• Given data:
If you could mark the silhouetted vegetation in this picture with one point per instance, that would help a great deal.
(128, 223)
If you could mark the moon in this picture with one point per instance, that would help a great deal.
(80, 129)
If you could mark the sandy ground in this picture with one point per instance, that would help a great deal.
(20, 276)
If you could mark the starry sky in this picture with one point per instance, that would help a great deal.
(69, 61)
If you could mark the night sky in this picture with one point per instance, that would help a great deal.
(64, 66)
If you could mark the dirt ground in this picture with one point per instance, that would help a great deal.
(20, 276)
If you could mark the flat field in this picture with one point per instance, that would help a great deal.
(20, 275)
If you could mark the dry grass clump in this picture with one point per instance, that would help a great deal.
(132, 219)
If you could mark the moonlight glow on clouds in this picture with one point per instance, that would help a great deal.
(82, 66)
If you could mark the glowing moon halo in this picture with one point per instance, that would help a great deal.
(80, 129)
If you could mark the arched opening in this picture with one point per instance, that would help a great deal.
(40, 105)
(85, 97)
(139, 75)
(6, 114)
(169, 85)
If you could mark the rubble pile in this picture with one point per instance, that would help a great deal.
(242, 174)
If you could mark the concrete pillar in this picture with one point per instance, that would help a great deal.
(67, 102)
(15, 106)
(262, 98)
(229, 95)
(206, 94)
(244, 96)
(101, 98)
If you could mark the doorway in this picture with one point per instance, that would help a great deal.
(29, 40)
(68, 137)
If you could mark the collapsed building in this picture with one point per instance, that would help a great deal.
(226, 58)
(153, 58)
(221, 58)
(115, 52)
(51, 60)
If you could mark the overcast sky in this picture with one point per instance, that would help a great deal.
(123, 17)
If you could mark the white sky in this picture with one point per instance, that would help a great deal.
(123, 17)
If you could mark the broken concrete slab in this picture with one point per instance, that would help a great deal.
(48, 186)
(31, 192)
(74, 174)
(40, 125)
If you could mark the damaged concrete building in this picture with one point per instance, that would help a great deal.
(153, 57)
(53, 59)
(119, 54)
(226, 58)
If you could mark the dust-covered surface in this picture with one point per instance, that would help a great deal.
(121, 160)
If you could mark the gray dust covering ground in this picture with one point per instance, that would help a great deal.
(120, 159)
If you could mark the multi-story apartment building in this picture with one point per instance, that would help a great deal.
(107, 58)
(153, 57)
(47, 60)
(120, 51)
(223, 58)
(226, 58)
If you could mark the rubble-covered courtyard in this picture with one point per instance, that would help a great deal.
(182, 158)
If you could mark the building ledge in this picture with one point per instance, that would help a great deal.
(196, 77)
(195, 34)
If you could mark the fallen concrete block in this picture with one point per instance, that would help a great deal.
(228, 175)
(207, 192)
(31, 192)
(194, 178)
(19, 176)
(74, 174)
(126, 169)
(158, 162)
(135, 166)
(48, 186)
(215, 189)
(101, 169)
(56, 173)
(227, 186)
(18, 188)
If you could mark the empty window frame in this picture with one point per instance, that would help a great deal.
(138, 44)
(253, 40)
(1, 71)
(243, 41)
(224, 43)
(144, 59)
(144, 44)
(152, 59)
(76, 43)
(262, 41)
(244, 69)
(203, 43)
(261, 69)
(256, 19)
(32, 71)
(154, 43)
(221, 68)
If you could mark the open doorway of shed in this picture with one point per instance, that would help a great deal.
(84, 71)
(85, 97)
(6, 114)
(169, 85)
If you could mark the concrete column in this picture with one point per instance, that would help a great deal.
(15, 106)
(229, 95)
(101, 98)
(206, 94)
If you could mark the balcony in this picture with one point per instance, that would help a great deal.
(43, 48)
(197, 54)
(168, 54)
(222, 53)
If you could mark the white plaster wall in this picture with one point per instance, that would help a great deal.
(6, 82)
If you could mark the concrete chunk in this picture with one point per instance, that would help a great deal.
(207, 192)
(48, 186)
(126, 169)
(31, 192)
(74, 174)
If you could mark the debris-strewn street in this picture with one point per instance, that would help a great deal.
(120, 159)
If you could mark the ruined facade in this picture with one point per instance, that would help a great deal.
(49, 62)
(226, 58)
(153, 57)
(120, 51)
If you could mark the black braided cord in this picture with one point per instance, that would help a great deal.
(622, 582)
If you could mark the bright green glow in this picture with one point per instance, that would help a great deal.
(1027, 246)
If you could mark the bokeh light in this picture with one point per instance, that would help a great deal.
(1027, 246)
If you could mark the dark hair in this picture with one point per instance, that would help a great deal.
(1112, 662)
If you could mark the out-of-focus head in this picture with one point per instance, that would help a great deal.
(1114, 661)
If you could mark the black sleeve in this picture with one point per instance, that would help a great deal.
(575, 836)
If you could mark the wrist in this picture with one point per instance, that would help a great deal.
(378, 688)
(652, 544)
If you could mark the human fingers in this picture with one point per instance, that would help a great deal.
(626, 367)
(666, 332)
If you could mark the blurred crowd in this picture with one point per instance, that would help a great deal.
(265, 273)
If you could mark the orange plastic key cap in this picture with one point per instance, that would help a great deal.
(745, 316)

• What the task requires:
Copy out the entire listing again, word for word.

• Response for this exercise:
If you could mark the silhouetted vegetation in this picture with one point per instance, that would help a great deal.
(128, 223)
If you could mark the moon in this picture with one point per instance, that would help a great deal.
(80, 129)
If you could mark the sandy ground in this picture with one point per instance, that would help a great deal.
(20, 276)
If you could mark the starry sky in this picture with one point per instance, that would help a great deal.
(69, 61)
If you could mark the night sky in this picture with one point per instance, that would help a great deal.
(64, 66)
If you could mark the dirt ground in this picture with one point per instance, that would help a great deal.
(20, 276)
If you could mark the flat field in this picture with one point per instance, that would help a great deal.
(20, 275)
If you could mark the dry grass clump in this picture with one point per instance, that would help a great deal.
(132, 219)
If you could mark the moonlight glow on clouds in this picture with one point per instance, that would help a great deal.
(82, 66)
If you could mark the glowing moon halo in this picture with one point per instance, that would help a great deal.
(80, 129)
If you could mark the arched opening in this picture with one point per instance, that would help a great deal.
(40, 105)
(85, 97)
(139, 75)
(6, 114)
(169, 85)
If you could mark the rubble pile in this picture with one point per instance, that would help a great deal.
(242, 174)
If you could mark the concrete pillar in this picture with one point per instance, that would help a great deal.
(67, 102)
(15, 106)
(262, 98)
(229, 95)
(206, 94)
(244, 96)
(101, 98)
If you could mark the doorway in this picture with one point per instance, that would help a great deal.
(29, 40)
(68, 137)
If you could mark the collapsed building in this picture with one point per instance, that would help a great deal.
(226, 58)
(153, 58)
(221, 58)
(115, 52)
(51, 60)
If you could mark the overcast sky in this picture with one point per instance, that would help a great deal.
(123, 17)
If you could mark the white sky in this picture with one point per instance, that would help a great deal.
(123, 17)
If you could mark the broken concrete slab in this picture with one point per instance, that would help a great deal.
(48, 186)
(31, 192)
(74, 174)
(40, 125)
If you could mark the damaged concrete building in this picture with one point per instance, that would help a great deal.
(153, 57)
(53, 59)
(119, 54)
(226, 58)
If you could mark the dust-covered surface in this picture with one point per instance, that would help a great deal.
(121, 160)
If you could mark the gray dust covering ground in this picture with one point per instance, that would help a great deal.
(120, 159)
If you could mark the multi-story apartment building in this picture with one point per instance, that would help a great deal.
(107, 58)
(153, 57)
(47, 60)
(120, 51)
(223, 58)
(226, 58)
If you could mark the rubble-covered courtyard in this picture with one point per instance, that would help a great deal.
(182, 158)
If you could mark the building ledge in this picture with one point per instance, that would help a great deal.
(196, 77)
(195, 34)
If you could mark the fallen concrete block in this picture with one point per instance, that would help a great deal.
(228, 175)
(207, 192)
(31, 192)
(194, 178)
(19, 176)
(74, 174)
(126, 169)
(158, 162)
(135, 166)
(48, 186)
(215, 189)
(101, 169)
(56, 173)
(227, 186)
(18, 188)
If you could mark the empty window frame in this picture with one point per instance, that would help a great deal.
(138, 44)
(253, 40)
(1, 71)
(243, 41)
(224, 43)
(144, 59)
(144, 44)
(152, 59)
(76, 43)
(262, 41)
(244, 69)
(203, 43)
(261, 69)
(256, 19)
(32, 71)
(154, 43)
(221, 68)
If you could mark the open doorway of shed in this picture with one point per instance, that would help a great deal.
(84, 71)
(85, 97)
(6, 114)
(169, 85)
If you could mark the concrete column in this picture with one point per instance, that would help a great deal.
(15, 106)
(229, 95)
(101, 98)
(206, 94)
If you could mark the balcony in this picture with one point per instance, that would help a great deal.
(43, 48)
(197, 54)
(168, 54)
(222, 53)
If you could mark the white plaster wall in this picture with one point per instance, that would help a great deal.
(6, 82)
If you could mark the concrete chunk in this picture with one point per instance, that would help a great deal.
(207, 192)
(48, 186)
(126, 169)
(31, 192)
(74, 174)
If you could mark the debris-strewn street in this picture with one point per instance, that would help a great deal.
(120, 159)
If you could mark the ruined facade in this picture with one point per instance, that would help a great deal.
(49, 62)
(226, 58)
(153, 57)
(120, 51)
If you could mark the black braided cord in this picture with one point per instance, that would help a great deal.
(622, 582)
If you could mark the bright green glow in this picture with one point per instance, that would help a great deal.
(1027, 246)
If you could mark the bokeh light in this picture with one point per instance, that would help a great deal.
(1027, 246)
If you could mark the dark hair in this picture with one point per instance, that would help a great deal.
(1112, 662)
If you could mark the out-of-focus head in this picture with one point per instance, that would help a great deal.
(1114, 661)
If you could mark the black sleeve in this picture with one point per instance, that would help a great deal.
(575, 836)
If you could mark the wrist in this picture with one point per instance, that would help a great deal.
(378, 688)
(652, 544)
If you could mark the human fingers in this picture with one point per instance, that would help a great deal.
(626, 367)
(666, 332)
If you could mark the blurred crowd in this picture with one point per instance, that would help a great deal.
(265, 273)
If you could mark the orange plastic key cap in this picture with one point per instance, that would help a great deal.
(745, 316)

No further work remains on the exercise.